## GOAL:
Print every item below word for word, leaving the pictures out of your answer.

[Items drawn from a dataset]
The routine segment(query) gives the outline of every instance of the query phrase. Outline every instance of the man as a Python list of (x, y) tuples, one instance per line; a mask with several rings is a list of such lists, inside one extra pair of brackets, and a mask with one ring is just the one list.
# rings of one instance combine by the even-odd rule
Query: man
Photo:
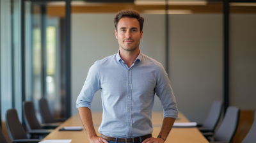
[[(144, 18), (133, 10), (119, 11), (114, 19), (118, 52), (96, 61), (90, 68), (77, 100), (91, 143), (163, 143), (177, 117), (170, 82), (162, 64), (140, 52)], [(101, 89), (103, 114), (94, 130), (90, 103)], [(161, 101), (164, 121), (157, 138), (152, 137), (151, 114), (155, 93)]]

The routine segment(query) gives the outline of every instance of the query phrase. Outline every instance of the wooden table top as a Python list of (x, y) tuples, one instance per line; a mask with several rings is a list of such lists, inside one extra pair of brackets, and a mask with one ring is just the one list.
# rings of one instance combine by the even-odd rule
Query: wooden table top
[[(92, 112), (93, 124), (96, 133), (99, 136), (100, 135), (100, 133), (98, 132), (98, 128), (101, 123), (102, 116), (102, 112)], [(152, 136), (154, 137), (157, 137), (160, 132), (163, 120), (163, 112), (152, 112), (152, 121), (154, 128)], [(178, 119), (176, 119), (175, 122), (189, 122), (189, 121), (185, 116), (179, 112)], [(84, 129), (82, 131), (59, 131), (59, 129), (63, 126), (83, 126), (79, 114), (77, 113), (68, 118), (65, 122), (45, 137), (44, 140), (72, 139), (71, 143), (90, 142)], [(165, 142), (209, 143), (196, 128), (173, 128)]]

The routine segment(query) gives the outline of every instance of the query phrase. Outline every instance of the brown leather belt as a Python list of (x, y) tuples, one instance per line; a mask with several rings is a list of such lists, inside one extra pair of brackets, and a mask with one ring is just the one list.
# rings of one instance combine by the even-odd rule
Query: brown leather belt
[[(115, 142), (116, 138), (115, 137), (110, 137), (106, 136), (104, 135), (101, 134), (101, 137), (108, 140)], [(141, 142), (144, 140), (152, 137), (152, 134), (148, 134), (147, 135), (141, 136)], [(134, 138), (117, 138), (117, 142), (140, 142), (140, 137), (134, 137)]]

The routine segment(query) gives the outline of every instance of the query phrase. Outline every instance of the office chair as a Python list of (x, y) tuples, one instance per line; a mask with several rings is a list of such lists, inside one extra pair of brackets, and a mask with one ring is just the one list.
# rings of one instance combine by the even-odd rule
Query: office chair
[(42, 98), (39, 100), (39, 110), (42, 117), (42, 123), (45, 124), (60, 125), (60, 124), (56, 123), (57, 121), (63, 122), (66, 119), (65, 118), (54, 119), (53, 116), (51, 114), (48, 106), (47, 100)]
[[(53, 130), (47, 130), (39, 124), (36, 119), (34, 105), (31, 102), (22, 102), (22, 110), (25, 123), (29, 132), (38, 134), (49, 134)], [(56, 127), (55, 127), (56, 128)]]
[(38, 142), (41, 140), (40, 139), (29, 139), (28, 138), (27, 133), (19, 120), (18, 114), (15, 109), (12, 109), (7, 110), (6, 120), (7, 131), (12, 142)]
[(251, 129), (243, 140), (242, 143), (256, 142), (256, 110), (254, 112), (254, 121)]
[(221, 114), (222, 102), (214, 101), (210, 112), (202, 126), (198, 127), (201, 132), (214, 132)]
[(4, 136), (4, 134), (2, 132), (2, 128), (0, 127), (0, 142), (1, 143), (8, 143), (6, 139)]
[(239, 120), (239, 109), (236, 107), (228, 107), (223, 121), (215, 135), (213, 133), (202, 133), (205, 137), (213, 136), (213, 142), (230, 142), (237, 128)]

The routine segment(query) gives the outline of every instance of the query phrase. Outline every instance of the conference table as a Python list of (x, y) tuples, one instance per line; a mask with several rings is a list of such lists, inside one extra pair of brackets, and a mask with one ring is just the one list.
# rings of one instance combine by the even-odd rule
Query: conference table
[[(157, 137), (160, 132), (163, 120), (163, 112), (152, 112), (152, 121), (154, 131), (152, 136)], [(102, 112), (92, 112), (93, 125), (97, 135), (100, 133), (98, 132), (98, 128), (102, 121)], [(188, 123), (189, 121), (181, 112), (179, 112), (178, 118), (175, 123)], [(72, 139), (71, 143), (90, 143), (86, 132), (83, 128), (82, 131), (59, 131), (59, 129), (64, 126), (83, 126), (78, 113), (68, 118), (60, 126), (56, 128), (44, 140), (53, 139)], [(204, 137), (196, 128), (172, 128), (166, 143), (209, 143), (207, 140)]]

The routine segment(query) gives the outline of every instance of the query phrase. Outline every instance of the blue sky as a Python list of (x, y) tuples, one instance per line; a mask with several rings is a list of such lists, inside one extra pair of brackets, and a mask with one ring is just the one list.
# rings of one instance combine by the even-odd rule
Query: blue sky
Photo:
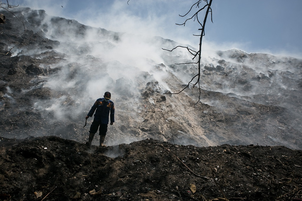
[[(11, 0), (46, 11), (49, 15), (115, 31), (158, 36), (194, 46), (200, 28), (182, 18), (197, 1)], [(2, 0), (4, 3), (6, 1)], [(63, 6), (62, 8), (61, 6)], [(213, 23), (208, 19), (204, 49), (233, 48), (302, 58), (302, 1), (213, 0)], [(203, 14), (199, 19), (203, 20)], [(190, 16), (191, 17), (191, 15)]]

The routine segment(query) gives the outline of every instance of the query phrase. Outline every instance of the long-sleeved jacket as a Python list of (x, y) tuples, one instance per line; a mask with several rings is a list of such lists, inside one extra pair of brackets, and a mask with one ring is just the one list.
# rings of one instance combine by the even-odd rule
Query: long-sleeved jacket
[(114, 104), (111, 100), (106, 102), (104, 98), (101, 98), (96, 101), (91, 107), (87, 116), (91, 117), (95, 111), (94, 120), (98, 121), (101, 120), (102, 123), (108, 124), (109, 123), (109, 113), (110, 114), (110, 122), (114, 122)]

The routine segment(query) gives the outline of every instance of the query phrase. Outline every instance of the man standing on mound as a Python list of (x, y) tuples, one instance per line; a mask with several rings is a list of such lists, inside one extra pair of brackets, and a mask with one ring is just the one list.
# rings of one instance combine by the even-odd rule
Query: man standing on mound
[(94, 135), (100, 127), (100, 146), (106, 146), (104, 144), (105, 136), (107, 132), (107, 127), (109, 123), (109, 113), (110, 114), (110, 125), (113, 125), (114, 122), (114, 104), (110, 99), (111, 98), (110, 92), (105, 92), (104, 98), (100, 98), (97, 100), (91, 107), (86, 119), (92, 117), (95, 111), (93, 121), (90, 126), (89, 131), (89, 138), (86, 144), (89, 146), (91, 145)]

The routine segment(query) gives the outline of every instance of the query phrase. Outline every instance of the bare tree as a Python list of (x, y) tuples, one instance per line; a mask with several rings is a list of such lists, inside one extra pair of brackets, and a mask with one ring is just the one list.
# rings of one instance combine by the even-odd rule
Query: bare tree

## OUTPUT:
The routine segment(query) gives the outline of every instance of the query phrase. Outline every instance of the man as a Python list of (x, y) tuples, one instance per line; a mask with several rings is a list of such lists, inside one extra pair of brackets, and a mask with one ring is just the one list.
# rings of one instance combine by the even-odd rule
Query: man
Photo:
[[(144, 18), (133, 10), (119, 11), (114, 19), (118, 52), (96, 61), (90, 68), (77, 100), (91, 143), (163, 143), (177, 117), (170, 82), (162, 64), (140, 52)], [(101, 89), (103, 114), (94, 130), (90, 103)], [(161, 101), (164, 121), (157, 138), (152, 137), (151, 114), (155, 93)]]

The routine segment(query) gives the outline of every instance of the query phrase. Outline every instance of the wooden table top as a Python list of (x, y) tuples, one instance per line; a mask with several rings is a list of such lists, inside one extra pair of brackets, and a mask with one ring is just the one list.
# rings of one instance combine by the even-odd rule
Query: wooden table top
[[(92, 112), (93, 124), (96, 133), (99, 136), (100, 135), (100, 133), (98, 132), (98, 128), (101, 123), (102, 116), (102, 112)], [(152, 136), (154, 137), (157, 137), (160, 132), (163, 120), (163, 112), (152, 112), (152, 121), (154, 128)], [(178, 119), (176, 119), (175, 122), (189, 122), (189, 121), (185, 116), (179, 112)], [(84, 129), (82, 131), (59, 131), (59, 129), (63, 126), (83, 126), (79, 114), (77, 113), (68, 118), (65, 122), (45, 137), (44, 140), (72, 139), (71, 143), (90, 142)], [(165, 142), (209, 143), (196, 128), (173, 128)]]

The routine segment(query) gives the outline of every instance of the query phrase. Outline every instance of the brown leather belt as a Python list of (x, y) tuples, one instance per line; a mask with several rings is a list of such lists, inside one extra pair of brackets, and a mask with one ring is just the one list.
# rings of one instance combine by the even-odd rule
Query: brown leather belt
[[(115, 142), (116, 138), (115, 137), (110, 137), (106, 136), (104, 135), (101, 134), (101, 137), (108, 140)], [(141, 142), (144, 140), (152, 137), (152, 134), (148, 134), (147, 135), (141, 136)], [(134, 138), (117, 138), (117, 142), (140, 142), (140, 137), (134, 137)]]

The routine segment(query) gives the outline of every instance of the query phrase. Outline every instance of the office chair as a Python list of (x, y) tuples, one instance per line; a mask with several rings is a list of such lists, inside one extra pair of brackets, and a mask with one ring is just the one list.
# rings of one instance combine by the even-odd rule
Query: office chair
[(42, 98), (39, 100), (39, 110), (42, 117), (42, 123), (45, 124), (60, 125), (60, 124), (56, 123), (57, 121), (63, 122), (66, 119), (65, 118), (54, 119), (53, 116), (51, 114), (48, 106), (47, 100)]
[[(53, 130), (47, 130), (39, 124), (36, 119), (34, 105), (31, 102), (22, 102), (22, 110), (25, 123), (29, 132), (38, 134), (49, 134)], [(56, 127), (55, 127), (56, 128)]]
[(38, 142), (41, 140), (40, 139), (29, 139), (28, 138), (27, 133), (19, 120), (18, 114), (15, 109), (12, 109), (7, 110), (6, 120), (7, 131), (12, 142)]
[(251, 129), (243, 140), (242, 143), (256, 142), (256, 110), (254, 112), (254, 121)]
[(221, 114), (222, 102), (214, 101), (210, 112), (202, 126), (198, 127), (201, 132), (214, 132)]
[(4, 136), (4, 134), (2, 132), (2, 128), (0, 127), (0, 142), (1, 143), (8, 143), (6, 139)]
[(239, 120), (239, 109), (236, 107), (228, 107), (223, 121), (215, 135), (213, 133), (202, 133), (205, 137), (213, 136), (213, 142), (230, 142), (237, 128)]

The routine segment(query) gives the outline of every instance of the query phrase. Outline every instance of the conference table as a Python list of (x, y) tuples, one instance per line; a mask with several rings is a list of such lists, inside one extra pair of brackets, and a mask with one ring is just the one list.
# rings of one instance combine by the even-odd rule
Query: conference table
[[(157, 137), (160, 132), (163, 120), (163, 112), (152, 112), (152, 121), (154, 131), (152, 136)], [(102, 112), (92, 112), (93, 125), (97, 135), (100, 133), (98, 132), (98, 128), (102, 121)], [(188, 123), (189, 121), (181, 112), (179, 112), (178, 118), (175, 123)], [(72, 139), (71, 143), (90, 143), (86, 132), (83, 128), (82, 131), (59, 131), (59, 129), (64, 126), (83, 126), (78, 113), (68, 118), (60, 126), (56, 128), (44, 140), (53, 139)], [(204, 137), (196, 128), (172, 128), (166, 143), (209, 143), (207, 140)]]

The routine segment(query) gives the outline of every instance of the query phrase. Outline every instance of the blue sky as a Python list of (x, y) tuples, one instance per line; a mask with several rings is a list of such lists, inside one extra pair of brackets, and a mask with one ring is just the one list.
# rings of one instance combine by the even-odd rule
Query: blue sky
Photo:
[[(11, 0), (46, 11), (49, 15), (115, 31), (158, 36), (194, 46), (200, 28), (182, 18), (197, 1)], [(2, 0), (4, 3), (6, 1)], [(63, 6), (62, 8), (61, 6)], [(213, 23), (208, 19), (204, 49), (233, 48), (302, 58), (302, 1), (213, 0)], [(203, 14), (199, 19), (203, 20)], [(190, 16), (191, 17), (191, 15)]]

The routine segment(query) gives the outline of every instance of the query phrase. Outline every instance of the long-sleeved jacket as a Python list of (x, y) tuples, one instance per line; a mask with several rings is a list of such lists, inside one extra pair of brackets, and a mask with one ring is just the one list.
# rings of one instance combine by the even-odd rule
Query: long-sleeved jacket
[(114, 104), (111, 100), (106, 102), (104, 98), (101, 98), (96, 101), (91, 107), (87, 116), (91, 117), (95, 111), (94, 120), (98, 121), (101, 120), (102, 123), (108, 124), (109, 123), (109, 113), (110, 114), (110, 122), (114, 122)]

The routine segment(query) gives the outline of every instance of the query phrase. Outline every instance of the man standing on mound as a Python list of (x, y) tuples, one instance per line; a mask with several rings is a list of such lists, inside one extra pair of brackets, and a mask with one ring is just the one list.
# rings of one instance combine by the even-odd rule
Query: man standing on mound
[(94, 135), (100, 127), (100, 146), (106, 146), (104, 144), (105, 136), (107, 132), (107, 127), (109, 123), (109, 113), (110, 114), (110, 125), (113, 125), (114, 122), (114, 104), (110, 99), (111, 98), (110, 92), (105, 92), (104, 98), (100, 98), (97, 100), (91, 107), (86, 119), (92, 117), (95, 111), (93, 121), (90, 126), (89, 131), (89, 138), (86, 144), (89, 146), (91, 145)]

The routine segment(query) gives the outline of every instance of the query phrase. Outline every instance of the bare tree as a Python list of (x, y) tuples, one instance per line; a mask with several rings is a list of such lists, inside one extra pair of brackets, and a mask with one ring is just the one list.
# rings of one instance combine by the even-odd rule
Query: bare tree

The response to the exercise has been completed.